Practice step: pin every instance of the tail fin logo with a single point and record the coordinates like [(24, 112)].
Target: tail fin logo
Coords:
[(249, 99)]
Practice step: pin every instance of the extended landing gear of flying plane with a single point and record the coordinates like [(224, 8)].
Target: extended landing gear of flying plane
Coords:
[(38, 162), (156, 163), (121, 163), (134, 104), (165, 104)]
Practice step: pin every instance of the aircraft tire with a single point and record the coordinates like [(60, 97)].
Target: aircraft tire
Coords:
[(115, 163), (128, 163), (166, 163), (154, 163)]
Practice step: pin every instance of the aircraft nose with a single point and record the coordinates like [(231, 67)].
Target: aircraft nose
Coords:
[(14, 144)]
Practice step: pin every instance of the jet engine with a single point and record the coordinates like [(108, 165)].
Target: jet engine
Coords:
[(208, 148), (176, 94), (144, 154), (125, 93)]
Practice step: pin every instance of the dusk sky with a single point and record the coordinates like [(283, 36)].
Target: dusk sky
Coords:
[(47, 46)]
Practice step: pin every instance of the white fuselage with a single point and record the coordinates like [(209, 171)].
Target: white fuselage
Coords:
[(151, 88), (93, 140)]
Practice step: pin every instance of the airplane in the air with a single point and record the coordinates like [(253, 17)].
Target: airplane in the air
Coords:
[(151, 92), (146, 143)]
☆ ☆ ☆
Task directions ▸ After reading through the records, retype all of them exactly.

Written solution ▸
Practice step: pin every instance of the tail fin logo with a single point and record the coordinates like [(24, 112)].
Target: tail fin logo
Coords:
[(249, 99)]
Practice step: pin every instance of the extended landing gear of flying plane with a single point and record the coordinates like [(224, 8)].
Target: extended landing gear of flying plane
Coords:
[(38, 162), (156, 163), (121, 163), (134, 104), (165, 104)]
Practice step: pin every instance of the aircraft tire with a single point and record the coordinates like [(60, 97)].
Target: aircraft tire
Coords:
[(115, 163), (128, 163), (166, 163), (154, 163)]
Practice step: pin every instance of the aircraft nose with a single point and record the coordinates like [(231, 67)].
Target: aircraft nose
Coords:
[(14, 144)]
Practice step: pin every instance of the jet engine with a single point and record the coordinates like [(108, 165)].
Target: jet engine
Coords:
[(208, 148), (176, 94), (144, 154), (125, 93)]
Practice step: pin every instance of the dusk sky with a single point and record the coordinates like [(283, 36)].
Target: dusk sky
Coords:
[(47, 46)]
Practice step: pin every instance of the white fuselage with a single point and record the coordinates like [(209, 171)].
Target: white fuselage
Coords:
[(151, 88), (93, 140)]
Practice step: pin every instance of the airplane in the air with a single point and record the coordinates like [(253, 17)].
Target: airplane in the air
Coords:
[(151, 92), (146, 143)]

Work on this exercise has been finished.